Exercise requirements> Return the complete listing that follows, with each line reproduced exactly.

Extracted records>
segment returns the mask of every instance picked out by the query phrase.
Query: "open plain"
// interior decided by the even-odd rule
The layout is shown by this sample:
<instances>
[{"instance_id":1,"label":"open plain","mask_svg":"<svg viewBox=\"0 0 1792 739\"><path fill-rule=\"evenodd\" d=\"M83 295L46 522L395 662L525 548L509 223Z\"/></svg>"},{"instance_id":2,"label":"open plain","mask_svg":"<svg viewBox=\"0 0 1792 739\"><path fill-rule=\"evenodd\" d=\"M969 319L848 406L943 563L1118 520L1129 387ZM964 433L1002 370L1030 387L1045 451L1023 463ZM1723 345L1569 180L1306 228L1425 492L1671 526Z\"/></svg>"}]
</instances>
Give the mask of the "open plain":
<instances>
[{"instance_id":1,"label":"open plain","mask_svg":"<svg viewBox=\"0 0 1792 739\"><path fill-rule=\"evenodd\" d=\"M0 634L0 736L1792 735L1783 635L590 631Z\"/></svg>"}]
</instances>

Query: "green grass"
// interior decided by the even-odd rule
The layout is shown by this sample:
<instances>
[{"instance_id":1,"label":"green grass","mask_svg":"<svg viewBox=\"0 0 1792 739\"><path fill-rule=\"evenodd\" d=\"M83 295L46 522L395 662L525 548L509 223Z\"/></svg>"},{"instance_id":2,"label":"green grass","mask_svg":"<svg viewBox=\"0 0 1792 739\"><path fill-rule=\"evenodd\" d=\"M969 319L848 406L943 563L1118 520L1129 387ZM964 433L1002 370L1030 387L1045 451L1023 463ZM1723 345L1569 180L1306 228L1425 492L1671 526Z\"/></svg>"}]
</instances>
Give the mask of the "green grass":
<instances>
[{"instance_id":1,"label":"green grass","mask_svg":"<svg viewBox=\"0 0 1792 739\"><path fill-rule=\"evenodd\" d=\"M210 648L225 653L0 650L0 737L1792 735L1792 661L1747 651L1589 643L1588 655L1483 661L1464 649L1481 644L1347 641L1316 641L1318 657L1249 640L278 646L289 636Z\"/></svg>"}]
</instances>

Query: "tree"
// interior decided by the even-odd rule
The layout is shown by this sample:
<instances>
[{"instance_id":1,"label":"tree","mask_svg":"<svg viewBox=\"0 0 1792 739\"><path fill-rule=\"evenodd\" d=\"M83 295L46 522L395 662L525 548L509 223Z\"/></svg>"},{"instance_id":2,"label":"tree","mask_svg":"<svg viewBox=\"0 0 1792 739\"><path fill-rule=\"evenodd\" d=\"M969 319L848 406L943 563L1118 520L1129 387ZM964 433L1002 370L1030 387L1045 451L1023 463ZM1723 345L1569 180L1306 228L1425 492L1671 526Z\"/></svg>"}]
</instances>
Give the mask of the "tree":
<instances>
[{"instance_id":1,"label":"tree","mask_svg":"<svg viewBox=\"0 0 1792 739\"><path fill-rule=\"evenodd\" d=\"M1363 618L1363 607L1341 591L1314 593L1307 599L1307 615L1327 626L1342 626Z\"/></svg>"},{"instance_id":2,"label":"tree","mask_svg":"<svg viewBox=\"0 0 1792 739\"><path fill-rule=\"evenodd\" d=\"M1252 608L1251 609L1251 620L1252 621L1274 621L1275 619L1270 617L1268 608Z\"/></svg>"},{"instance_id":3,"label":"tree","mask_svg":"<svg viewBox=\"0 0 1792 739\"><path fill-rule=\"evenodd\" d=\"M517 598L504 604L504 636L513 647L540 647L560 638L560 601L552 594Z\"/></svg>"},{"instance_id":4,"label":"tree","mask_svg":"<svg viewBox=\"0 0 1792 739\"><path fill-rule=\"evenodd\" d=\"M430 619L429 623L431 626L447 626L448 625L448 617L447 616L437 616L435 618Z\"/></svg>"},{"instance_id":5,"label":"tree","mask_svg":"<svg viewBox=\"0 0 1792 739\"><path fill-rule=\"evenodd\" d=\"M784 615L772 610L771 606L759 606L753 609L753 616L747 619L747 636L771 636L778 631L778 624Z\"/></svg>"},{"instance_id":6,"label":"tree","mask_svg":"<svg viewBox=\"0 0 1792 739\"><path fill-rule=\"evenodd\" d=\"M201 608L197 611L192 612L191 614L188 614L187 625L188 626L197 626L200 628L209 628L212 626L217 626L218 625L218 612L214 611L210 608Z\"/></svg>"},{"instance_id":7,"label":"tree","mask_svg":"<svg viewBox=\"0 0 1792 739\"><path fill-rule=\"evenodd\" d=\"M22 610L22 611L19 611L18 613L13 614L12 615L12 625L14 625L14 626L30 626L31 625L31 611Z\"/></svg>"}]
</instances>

Solution to the exercise>
segment returns the mask of every instance picked out by the query phrase.
Query: "open plain"
// interior decided by the even-odd rule
The layout is shown by this sample:
<instances>
[{"instance_id":1,"label":"open plain","mask_svg":"<svg viewBox=\"0 0 1792 739\"><path fill-rule=\"evenodd\" d=\"M83 295L46 522L395 662L525 548L509 223Z\"/></svg>"},{"instance_id":2,"label":"open plain","mask_svg":"<svg viewBox=\"0 0 1792 739\"><path fill-rule=\"evenodd\" d=\"M969 319L848 406L943 563L1118 520L1129 387ZM964 433L1002 370L1030 387L1045 451L1023 463ZM1723 345L1569 180L1306 228L1425 492L1671 526Z\"/></svg>"}]
</instances>
Give the mask of the "open plain":
<instances>
[{"instance_id":1,"label":"open plain","mask_svg":"<svg viewBox=\"0 0 1792 739\"><path fill-rule=\"evenodd\" d=\"M0 634L0 736L1792 735L1783 635L590 631Z\"/></svg>"}]
</instances>

Query: "green grass"
// interior decided by the even-odd rule
The layout is shown by this sample:
<instances>
[{"instance_id":1,"label":"green grass","mask_svg":"<svg viewBox=\"0 0 1792 739\"><path fill-rule=\"evenodd\" d=\"M83 295L46 522L395 662L525 548L509 223Z\"/></svg>"},{"instance_id":2,"label":"green grass","mask_svg":"<svg viewBox=\"0 0 1792 739\"><path fill-rule=\"evenodd\" d=\"M969 319L848 406L943 563L1118 520L1129 387ZM964 433L1002 370L1030 387L1045 451L1023 463ZM1723 345L1569 180L1306 228L1425 492L1671 526Z\"/></svg>"}]
</instances>
Give the mask of the "green grass":
<instances>
[{"instance_id":1,"label":"green grass","mask_svg":"<svg viewBox=\"0 0 1792 739\"><path fill-rule=\"evenodd\" d=\"M210 648L225 653L0 650L0 737L1792 735L1792 661L1747 651L1589 643L1588 655L1483 661L1464 649L1481 644L1347 641L1316 641L1318 657L1249 640L278 646L289 636Z\"/></svg>"}]
</instances>

Query: "tree"
// interior decided by the even-odd rule
The layout is shown by this sample:
<instances>
[{"instance_id":1,"label":"tree","mask_svg":"<svg viewBox=\"0 0 1792 739\"><path fill-rule=\"evenodd\" d=\"M83 295L46 522L395 662L525 548L509 223Z\"/></svg>"},{"instance_id":2,"label":"tree","mask_svg":"<svg viewBox=\"0 0 1792 739\"><path fill-rule=\"evenodd\" d=\"M969 319L848 406L943 563L1118 520L1129 387ZM964 433L1002 370L1030 387L1045 451L1023 463ZM1723 345L1569 180L1306 228L1425 492L1671 526Z\"/></svg>"}]
</instances>
Give the mask of the "tree":
<instances>
[{"instance_id":1,"label":"tree","mask_svg":"<svg viewBox=\"0 0 1792 739\"><path fill-rule=\"evenodd\" d=\"M1363 618L1363 607L1341 591L1314 593L1307 599L1307 615L1327 626L1342 626Z\"/></svg>"},{"instance_id":2,"label":"tree","mask_svg":"<svg viewBox=\"0 0 1792 739\"><path fill-rule=\"evenodd\" d=\"M1252 608L1251 609L1251 620L1252 621L1274 621L1275 619L1270 617L1268 608Z\"/></svg>"},{"instance_id":3,"label":"tree","mask_svg":"<svg viewBox=\"0 0 1792 739\"><path fill-rule=\"evenodd\" d=\"M517 598L504 604L504 636L513 647L540 647L560 638L560 601L552 594Z\"/></svg>"},{"instance_id":4,"label":"tree","mask_svg":"<svg viewBox=\"0 0 1792 739\"><path fill-rule=\"evenodd\" d=\"M430 619L429 623L431 626L447 626L448 625L448 617L447 616L437 616L435 618Z\"/></svg>"},{"instance_id":5,"label":"tree","mask_svg":"<svg viewBox=\"0 0 1792 739\"><path fill-rule=\"evenodd\" d=\"M784 615L772 610L771 606L759 606L753 609L753 616L747 619L747 636L771 636L778 631L778 624Z\"/></svg>"},{"instance_id":6,"label":"tree","mask_svg":"<svg viewBox=\"0 0 1792 739\"><path fill-rule=\"evenodd\" d=\"M201 608L197 611L192 612L191 614L188 614L187 625L188 626L197 626L200 628L209 628L212 626L217 626L218 625L218 612L214 611L210 608Z\"/></svg>"},{"instance_id":7,"label":"tree","mask_svg":"<svg viewBox=\"0 0 1792 739\"><path fill-rule=\"evenodd\" d=\"M22 610L22 611L19 611L18 613L13 614L12 615L12 625L14 625L14 626L30 626L31 625L31 611Z\"/></svg>"}]
</instances>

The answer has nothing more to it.